-- Selected text follows --

Best of Last Week – Revisiting cold fusion, a better drug to treat breast cancer and a health benefit of eating red meat

June 3, 2019 by Bob Yirka
quantum
Credit: CC0 Public Domain

It was another good week for physics as a pair of researchers at the Max Planck Institute for Gravitational Physics, Alice Di Tucci and Jean-Luc Lehners, found that stabilizing the no-boundary proposal shed light on the universe's quantum origins, supporting the idea that the universe appeared out of nothing and that time did not exist until the universe began. Also, a team with members from the University of British Columbia, MIT, the University of Maryland, Lawrence Berkeley National Laboratory and Google announced that they were launching a joint project aimed at reopening the cold case of cold fusion. And a team led by Lan Gao of the U.S. Department of Energy's Princeton Plasma Physics Laboratory and Edison Liang of Rice University created a stable, strongly magnetized plasma jet in their laboratory—one that was also coherent.

In space news, an international collaboration of astronomers announced that the "forbidden" planet had been found in the "Neptunian desert." Exoplanet NGTS-4b orbits in a region close to its star, where Neptune-sized planets are not usually found. Also, a team at NASA's Goddard Space Flight Center posted a document describing three ways to travel at (nearly) the speed of light. And another team at the same site reported that the James Webb Space Telescope has emerged successfully from final thermal vacuum testing, crossing another milestone on its way to a 2021 launch.

-- Selected text concluded --
-- Extracted material follows --

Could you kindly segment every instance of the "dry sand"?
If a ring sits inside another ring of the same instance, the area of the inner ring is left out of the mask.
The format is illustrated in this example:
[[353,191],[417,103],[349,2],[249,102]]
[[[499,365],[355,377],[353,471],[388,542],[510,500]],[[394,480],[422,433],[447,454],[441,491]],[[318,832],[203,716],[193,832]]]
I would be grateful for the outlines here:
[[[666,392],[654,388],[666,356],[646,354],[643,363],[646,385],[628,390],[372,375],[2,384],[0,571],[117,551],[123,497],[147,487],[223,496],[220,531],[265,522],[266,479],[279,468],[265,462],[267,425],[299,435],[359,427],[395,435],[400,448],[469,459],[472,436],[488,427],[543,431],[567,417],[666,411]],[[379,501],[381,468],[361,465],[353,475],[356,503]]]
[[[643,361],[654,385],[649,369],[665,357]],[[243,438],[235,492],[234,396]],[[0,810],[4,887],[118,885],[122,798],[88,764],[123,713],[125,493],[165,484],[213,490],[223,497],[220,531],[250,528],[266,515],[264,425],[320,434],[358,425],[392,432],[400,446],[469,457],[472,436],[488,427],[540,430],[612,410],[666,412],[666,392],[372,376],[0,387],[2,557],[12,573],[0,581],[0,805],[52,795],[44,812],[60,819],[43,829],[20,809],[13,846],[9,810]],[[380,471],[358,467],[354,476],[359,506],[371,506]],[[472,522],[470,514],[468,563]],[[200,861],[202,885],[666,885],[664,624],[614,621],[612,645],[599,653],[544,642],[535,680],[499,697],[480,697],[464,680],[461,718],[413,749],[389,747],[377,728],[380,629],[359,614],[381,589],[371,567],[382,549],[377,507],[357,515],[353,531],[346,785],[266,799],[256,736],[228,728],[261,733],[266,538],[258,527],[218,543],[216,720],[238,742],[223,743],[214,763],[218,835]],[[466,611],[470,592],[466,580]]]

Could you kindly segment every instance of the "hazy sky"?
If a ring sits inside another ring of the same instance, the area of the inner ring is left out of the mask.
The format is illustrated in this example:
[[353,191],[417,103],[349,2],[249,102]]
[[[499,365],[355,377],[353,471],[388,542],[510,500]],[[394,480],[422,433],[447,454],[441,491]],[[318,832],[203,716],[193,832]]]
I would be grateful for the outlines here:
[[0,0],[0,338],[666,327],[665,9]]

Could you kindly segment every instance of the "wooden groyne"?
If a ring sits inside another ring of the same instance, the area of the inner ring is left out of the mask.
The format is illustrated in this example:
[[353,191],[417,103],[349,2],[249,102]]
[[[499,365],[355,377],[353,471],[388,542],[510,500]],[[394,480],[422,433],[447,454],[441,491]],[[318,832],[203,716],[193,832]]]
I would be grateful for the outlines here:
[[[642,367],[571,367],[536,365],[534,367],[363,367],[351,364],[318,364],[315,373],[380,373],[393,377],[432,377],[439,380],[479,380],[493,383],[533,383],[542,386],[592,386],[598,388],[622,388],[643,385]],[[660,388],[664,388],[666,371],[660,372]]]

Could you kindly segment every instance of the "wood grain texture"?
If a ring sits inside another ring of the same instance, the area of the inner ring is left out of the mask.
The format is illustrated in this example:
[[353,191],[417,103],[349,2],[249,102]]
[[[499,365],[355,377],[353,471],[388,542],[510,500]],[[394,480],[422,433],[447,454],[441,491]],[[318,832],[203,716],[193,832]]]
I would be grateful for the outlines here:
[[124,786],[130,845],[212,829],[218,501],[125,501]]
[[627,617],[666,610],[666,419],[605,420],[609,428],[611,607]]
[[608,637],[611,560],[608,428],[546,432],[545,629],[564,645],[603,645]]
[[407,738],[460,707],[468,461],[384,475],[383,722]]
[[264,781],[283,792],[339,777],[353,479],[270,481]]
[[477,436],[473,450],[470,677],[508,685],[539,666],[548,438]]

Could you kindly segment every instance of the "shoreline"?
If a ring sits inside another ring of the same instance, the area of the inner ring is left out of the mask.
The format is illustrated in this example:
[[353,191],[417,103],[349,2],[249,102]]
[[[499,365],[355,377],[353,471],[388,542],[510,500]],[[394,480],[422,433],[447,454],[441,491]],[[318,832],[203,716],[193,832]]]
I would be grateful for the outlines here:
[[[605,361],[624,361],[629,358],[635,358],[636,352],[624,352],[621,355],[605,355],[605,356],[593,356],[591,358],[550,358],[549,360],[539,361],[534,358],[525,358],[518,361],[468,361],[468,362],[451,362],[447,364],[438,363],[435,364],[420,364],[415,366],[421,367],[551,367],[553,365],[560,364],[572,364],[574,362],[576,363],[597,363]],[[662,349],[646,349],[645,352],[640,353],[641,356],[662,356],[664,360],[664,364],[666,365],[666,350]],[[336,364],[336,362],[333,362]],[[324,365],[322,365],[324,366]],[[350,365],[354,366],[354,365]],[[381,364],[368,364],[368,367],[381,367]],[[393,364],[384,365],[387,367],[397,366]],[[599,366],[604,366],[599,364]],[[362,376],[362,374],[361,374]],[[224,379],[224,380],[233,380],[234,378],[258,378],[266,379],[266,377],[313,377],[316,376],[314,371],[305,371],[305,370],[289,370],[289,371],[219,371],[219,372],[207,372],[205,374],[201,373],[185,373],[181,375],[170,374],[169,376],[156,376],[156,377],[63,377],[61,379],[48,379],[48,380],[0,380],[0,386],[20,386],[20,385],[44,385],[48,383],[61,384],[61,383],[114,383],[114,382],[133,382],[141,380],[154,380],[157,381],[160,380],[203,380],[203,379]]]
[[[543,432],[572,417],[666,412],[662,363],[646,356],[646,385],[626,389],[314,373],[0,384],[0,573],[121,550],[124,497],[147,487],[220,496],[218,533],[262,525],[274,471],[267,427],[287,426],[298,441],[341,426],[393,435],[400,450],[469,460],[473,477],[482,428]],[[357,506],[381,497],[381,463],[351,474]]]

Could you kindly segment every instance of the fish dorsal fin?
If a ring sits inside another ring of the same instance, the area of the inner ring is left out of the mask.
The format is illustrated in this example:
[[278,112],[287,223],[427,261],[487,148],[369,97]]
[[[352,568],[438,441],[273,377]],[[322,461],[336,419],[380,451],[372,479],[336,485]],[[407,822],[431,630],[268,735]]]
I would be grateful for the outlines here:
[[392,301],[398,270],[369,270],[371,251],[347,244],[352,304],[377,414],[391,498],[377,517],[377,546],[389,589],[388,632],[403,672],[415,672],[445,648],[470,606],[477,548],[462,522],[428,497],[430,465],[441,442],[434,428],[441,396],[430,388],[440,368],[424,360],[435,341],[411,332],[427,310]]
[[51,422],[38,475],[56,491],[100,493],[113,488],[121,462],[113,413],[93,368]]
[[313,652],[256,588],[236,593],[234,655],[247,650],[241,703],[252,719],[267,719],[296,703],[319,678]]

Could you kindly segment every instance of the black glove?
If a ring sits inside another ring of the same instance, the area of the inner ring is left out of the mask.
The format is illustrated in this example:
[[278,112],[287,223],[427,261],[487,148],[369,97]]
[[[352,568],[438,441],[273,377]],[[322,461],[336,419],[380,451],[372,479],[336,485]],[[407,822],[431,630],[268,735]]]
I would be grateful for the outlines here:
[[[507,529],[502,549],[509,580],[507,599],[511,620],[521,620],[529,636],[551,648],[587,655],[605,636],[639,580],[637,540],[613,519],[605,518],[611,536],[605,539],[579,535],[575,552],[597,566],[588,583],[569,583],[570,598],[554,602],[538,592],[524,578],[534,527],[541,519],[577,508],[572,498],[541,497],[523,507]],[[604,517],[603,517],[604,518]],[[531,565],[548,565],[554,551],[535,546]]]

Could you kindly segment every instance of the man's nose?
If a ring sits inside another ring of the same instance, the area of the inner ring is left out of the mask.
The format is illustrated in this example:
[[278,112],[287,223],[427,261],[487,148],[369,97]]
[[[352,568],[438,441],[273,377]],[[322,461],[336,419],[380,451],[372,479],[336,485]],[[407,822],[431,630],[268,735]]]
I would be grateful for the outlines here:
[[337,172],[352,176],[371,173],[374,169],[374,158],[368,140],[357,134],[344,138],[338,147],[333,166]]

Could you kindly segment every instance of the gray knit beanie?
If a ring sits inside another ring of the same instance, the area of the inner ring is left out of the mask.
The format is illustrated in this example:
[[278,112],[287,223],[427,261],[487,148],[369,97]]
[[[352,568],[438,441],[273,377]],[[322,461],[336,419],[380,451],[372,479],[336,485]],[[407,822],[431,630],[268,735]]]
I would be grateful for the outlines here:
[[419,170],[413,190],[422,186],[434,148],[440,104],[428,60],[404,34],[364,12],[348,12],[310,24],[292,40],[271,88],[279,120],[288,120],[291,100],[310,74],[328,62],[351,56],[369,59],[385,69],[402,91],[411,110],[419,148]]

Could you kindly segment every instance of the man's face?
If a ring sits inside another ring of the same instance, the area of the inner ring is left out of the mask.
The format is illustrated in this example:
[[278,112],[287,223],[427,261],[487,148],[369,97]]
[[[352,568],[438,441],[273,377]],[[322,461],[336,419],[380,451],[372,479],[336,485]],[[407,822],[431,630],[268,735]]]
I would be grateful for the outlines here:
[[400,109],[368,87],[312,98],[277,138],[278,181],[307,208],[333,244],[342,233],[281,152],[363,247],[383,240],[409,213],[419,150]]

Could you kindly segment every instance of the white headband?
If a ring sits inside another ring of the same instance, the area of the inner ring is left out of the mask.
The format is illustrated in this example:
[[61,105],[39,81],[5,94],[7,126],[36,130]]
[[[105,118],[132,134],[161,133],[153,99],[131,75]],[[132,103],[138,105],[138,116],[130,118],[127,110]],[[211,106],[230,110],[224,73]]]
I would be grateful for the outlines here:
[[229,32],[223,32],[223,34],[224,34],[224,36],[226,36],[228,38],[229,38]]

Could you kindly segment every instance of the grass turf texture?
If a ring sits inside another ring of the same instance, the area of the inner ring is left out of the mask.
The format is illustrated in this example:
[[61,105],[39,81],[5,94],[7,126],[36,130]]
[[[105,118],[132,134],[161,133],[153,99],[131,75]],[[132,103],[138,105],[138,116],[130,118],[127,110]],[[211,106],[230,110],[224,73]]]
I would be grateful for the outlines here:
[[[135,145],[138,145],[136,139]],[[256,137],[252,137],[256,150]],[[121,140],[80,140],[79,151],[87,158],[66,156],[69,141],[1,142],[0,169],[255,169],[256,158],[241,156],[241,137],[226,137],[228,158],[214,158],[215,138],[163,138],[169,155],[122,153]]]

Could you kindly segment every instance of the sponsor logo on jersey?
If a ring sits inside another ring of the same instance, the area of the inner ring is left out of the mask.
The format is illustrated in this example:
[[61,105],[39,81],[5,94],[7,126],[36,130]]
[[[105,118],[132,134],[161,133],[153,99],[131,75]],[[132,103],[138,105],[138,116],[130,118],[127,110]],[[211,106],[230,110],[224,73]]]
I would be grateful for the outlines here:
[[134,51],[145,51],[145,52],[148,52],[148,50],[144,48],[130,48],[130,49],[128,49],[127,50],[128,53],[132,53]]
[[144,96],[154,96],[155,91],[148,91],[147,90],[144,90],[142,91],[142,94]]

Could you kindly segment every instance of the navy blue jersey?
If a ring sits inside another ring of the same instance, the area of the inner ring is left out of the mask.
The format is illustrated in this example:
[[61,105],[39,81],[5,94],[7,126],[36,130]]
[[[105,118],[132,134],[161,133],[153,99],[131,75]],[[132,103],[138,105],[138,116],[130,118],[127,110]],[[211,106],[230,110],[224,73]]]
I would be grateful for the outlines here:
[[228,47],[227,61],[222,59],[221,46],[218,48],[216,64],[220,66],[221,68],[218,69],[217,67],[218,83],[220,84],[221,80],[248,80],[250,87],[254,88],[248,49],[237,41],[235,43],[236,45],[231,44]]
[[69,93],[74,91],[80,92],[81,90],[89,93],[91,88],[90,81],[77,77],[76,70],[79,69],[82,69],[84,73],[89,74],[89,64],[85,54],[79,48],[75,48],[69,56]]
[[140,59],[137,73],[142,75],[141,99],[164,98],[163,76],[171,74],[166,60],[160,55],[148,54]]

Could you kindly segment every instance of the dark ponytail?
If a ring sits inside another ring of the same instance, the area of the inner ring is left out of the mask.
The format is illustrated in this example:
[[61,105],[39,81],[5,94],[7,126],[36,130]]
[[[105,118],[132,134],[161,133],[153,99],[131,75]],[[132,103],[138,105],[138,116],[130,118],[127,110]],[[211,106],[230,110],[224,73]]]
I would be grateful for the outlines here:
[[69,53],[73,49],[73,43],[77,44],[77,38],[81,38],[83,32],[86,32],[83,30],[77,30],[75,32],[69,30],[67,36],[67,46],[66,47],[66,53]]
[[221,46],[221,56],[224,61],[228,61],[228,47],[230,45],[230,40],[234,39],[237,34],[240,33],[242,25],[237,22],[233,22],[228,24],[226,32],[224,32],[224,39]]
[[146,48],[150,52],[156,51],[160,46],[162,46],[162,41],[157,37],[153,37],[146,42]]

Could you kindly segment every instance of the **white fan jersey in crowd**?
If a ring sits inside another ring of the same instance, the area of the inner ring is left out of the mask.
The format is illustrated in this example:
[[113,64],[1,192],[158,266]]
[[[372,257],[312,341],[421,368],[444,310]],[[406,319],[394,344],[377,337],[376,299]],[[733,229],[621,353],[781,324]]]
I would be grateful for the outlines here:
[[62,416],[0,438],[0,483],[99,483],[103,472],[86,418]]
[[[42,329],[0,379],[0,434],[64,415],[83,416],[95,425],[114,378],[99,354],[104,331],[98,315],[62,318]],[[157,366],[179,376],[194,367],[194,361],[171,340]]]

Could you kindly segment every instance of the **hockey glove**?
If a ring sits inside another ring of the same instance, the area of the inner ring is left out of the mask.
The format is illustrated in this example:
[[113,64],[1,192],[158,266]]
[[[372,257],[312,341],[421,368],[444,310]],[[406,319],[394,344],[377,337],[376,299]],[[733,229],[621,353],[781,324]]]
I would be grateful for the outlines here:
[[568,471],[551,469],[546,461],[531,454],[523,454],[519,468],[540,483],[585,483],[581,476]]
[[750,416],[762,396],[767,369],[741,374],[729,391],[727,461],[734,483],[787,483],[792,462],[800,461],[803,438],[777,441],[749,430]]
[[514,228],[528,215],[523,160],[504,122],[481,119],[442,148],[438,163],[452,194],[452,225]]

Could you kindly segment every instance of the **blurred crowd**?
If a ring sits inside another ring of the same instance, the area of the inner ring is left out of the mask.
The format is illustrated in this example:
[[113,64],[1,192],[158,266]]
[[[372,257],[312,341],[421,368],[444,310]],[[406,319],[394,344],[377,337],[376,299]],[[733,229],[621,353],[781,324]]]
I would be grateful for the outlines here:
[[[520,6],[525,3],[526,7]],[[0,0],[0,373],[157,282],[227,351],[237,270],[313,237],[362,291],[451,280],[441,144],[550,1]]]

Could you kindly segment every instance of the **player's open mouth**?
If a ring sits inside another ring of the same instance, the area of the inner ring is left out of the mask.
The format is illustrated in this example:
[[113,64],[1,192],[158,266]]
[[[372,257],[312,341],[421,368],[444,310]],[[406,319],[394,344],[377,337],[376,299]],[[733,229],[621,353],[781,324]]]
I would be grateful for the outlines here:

-- Extracted material concluded --

Questions on the material:
1 – In the science news roundup, what is the name of the exoplanet found in the "Neptunian desert"?
2 – Write what comes next in the science news roundup, picking up after its final sentence.
The records play no part in what is asked here.

Answers per task:
1 – NGTS-4b

2 –
In other news, Earth scientists Gavin Hayes and Diego Melgar found a telling early moment that indicates a coming megaquake. Data from a GPS monitor shows the peak rate of acceleration of ground displacement. Also, a team led by Sara Hurvitz with the Dana-Farber Cancer Institute in Boston created a new breast cancer drug that boosts survival rates by 30 percent. And a team at Oxford University outlined their efforts to recreate human-like thinking in machines.

And finally, if you are a eater who has been wondering about its impact on your health, there is some good news: a team with members from Curtin University and the Australian National University has found that eating red meat as part of a healthy diet could be linked to a reduced risk of multiple sclerosis.